** Requirements **
Format the part of the data that opens with the line containing "For the evaluation set, tag every instance of the walk" and closes with the line containing "[[240, 367]]" as a numbered list, one item per line and no blank lines.

--- START OF Provided records ---

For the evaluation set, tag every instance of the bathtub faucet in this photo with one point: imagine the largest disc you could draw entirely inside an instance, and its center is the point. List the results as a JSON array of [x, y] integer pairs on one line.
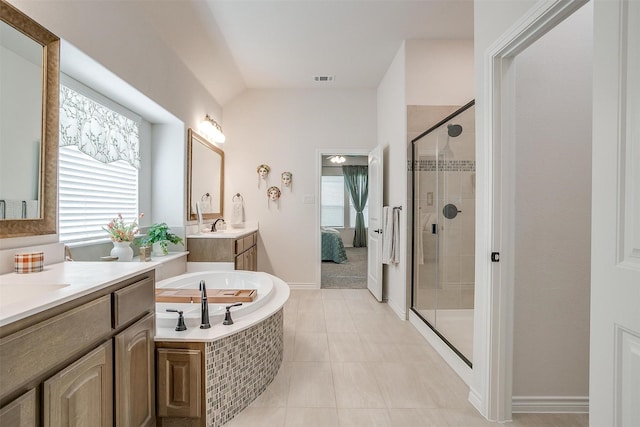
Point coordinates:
[[204, 307], [213, 226]]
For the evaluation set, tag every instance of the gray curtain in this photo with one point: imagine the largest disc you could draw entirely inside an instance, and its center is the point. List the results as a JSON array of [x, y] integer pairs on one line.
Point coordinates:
[[356, 178]]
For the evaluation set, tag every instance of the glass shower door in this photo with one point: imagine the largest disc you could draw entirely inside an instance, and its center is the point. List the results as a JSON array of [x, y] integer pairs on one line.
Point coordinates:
[[444, 229]]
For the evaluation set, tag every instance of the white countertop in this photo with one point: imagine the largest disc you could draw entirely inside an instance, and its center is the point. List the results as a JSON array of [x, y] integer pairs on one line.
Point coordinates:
[[227, 233], [23, 295], [280, 295]]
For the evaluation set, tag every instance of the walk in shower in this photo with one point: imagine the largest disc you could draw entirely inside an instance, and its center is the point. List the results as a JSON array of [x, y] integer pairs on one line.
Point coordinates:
[[443, 171]]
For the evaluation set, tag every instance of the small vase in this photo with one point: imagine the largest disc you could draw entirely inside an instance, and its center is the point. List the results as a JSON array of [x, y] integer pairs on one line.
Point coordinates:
[[157, 249], [123, 251]]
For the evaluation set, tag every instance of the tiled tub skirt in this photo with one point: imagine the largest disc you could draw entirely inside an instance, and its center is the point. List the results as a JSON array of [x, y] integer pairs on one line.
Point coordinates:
[[240, 367]]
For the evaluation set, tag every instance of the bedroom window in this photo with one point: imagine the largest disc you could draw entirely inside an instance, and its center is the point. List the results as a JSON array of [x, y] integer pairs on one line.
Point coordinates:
[[332, 203], [99, 163], [336, 206]]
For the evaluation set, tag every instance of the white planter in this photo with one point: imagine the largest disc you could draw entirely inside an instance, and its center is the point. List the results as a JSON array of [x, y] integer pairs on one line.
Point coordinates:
[[123, 251]]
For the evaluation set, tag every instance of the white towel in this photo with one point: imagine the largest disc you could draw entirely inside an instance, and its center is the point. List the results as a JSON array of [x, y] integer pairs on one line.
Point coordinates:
[[390, 235], [236, 211]]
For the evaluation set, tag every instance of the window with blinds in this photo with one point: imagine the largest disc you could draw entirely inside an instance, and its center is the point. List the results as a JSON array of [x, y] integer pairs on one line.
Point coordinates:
[[92, 192]]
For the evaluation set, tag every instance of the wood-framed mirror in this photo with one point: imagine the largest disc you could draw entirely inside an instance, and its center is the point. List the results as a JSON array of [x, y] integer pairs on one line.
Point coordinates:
[[205, 178], [29, 125]]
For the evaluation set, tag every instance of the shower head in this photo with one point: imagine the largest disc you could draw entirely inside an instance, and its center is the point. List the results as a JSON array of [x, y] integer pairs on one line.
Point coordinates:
[[454, 130]]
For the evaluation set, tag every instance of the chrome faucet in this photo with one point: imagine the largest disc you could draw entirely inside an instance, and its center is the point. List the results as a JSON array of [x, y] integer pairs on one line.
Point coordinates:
[[213, 226], [204, 307]]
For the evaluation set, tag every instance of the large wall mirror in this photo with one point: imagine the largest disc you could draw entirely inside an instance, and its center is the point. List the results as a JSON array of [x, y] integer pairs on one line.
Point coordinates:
[[205, 178], [29, 85]]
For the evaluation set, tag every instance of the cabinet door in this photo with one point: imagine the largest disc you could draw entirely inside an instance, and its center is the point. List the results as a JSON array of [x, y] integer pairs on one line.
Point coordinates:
[[254, 259], [21, 412], [179, 382], [239, 262], [82, 393], [135, 375]]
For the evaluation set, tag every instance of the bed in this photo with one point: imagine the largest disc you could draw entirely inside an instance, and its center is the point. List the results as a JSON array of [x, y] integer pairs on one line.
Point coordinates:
[[332, 246]]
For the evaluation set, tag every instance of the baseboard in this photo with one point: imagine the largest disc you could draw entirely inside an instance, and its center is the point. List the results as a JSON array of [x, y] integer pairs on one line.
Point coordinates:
[[303, 286], [550, 404], [476, 401], [399, 311], [453, 360]]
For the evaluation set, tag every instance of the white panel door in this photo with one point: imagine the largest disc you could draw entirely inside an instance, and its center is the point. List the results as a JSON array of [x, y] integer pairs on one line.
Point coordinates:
[[615, 264], [374, 233]]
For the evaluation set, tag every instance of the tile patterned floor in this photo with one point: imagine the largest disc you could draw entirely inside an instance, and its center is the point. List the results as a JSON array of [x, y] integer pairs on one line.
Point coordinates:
[[349, 362]]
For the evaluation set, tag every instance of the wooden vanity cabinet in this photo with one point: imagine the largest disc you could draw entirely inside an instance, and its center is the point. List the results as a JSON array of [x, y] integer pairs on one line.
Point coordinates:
[[88, 362], [181, 386], [22, 412], [82, 393], [135, 374], [241, 251]]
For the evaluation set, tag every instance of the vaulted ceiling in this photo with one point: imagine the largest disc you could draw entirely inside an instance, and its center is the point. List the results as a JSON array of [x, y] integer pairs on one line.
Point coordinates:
[[231, 45]]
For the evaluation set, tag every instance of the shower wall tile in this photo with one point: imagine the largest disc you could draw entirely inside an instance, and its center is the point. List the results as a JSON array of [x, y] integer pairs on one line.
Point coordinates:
[[429, 165], [467, 268], [467, 184]]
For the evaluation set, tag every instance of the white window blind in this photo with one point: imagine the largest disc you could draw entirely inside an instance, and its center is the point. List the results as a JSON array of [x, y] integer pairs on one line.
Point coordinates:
[[91, 192]]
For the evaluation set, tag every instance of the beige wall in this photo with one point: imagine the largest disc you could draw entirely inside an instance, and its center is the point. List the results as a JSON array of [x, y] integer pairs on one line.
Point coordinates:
[[285, 129], [553, 212], [116, 48]]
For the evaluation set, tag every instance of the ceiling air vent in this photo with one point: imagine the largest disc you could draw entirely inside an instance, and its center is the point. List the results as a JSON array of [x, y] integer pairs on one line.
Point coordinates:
[[323, 78]]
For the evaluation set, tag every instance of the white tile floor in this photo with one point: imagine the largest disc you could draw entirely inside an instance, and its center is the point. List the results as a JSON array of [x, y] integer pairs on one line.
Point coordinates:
[[349, 361]]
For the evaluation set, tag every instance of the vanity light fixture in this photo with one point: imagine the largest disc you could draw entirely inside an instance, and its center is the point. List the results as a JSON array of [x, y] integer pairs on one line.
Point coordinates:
[[211, 130]]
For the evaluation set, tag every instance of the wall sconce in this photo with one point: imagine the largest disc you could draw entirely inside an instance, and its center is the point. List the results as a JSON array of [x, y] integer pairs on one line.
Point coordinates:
[[211, 130]]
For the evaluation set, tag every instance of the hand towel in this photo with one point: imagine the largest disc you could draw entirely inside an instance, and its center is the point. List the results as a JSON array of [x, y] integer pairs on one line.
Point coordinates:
[[237, 211], [32, 209], [390, 235]]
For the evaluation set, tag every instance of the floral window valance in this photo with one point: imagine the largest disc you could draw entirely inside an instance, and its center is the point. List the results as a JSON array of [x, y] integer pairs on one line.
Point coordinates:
[[96, 130]]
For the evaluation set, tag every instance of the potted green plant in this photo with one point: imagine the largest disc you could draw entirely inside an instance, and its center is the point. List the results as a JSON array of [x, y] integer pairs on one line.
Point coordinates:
[[161, 235]]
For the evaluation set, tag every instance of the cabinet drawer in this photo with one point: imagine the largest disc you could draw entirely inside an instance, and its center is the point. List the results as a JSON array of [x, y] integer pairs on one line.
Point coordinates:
[[249, 241], [33, 351], [131, 302], [239, 246]]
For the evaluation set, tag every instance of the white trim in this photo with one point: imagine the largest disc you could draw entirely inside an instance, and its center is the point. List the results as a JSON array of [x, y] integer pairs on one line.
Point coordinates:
[[494, 291], [400, 312], [307, 286], [319, 153], [450, 357], [551, 404]]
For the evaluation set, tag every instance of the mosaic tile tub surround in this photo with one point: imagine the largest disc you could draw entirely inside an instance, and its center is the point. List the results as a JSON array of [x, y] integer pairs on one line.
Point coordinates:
[[239, 368]]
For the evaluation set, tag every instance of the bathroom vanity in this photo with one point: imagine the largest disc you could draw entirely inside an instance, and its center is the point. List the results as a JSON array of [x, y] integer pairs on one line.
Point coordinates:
[[237, 246], [76, 346]]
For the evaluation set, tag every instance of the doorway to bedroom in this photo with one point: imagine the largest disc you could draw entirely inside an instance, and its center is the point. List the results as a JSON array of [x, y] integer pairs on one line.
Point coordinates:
[[343, 221]]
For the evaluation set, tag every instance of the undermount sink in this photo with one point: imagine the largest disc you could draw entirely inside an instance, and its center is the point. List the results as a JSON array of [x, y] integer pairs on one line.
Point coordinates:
[[15, 293], [226, 233]]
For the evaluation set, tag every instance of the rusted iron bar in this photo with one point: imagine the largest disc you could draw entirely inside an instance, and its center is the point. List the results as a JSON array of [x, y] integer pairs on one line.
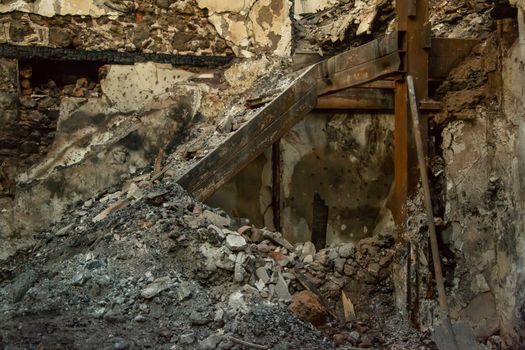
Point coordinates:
[[413, 40], [440, 283], [276, 184]]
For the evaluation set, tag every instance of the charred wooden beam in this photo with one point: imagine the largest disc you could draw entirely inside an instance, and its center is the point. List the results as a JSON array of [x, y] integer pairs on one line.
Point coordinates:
[[253, 138], [445, 54], [360, 74], [319, 222], [358, 98], [113, 57]]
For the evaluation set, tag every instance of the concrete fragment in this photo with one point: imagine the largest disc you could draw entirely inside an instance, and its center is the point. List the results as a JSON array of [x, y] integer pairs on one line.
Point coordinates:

--- END OF Provided records ---

** Solution for this task **
1. For the evaluation set, tag every instance of the walk in shower in this photo with one point: imagine the largest disc you could draw entirely inside an instance, and its center is the point. List the results as a JSON array of [x, y] integer pairs on one line.
2. Point coordinates:
3. [[443, 171]]
4. For the evaluation set, tag every instance of the small vase in this photo with one point: imagine the largest disc you could draw entirely inside an instance, and its center is the point. List the results as a JSON array of [x, y] integer pairs on one line.
5. Point coordinates:
6. [[157, 249], [123, 251]]
7. For the evaluation set, tag every instance of the tiled tub skirt in this photo with one point: imagine the largest disc you could draw entirely inside an instance, and its center is the point. List the results as a JSON array of [x, y] integer pairs on one line.
8. Point coordinates:
9. [[240, 367]]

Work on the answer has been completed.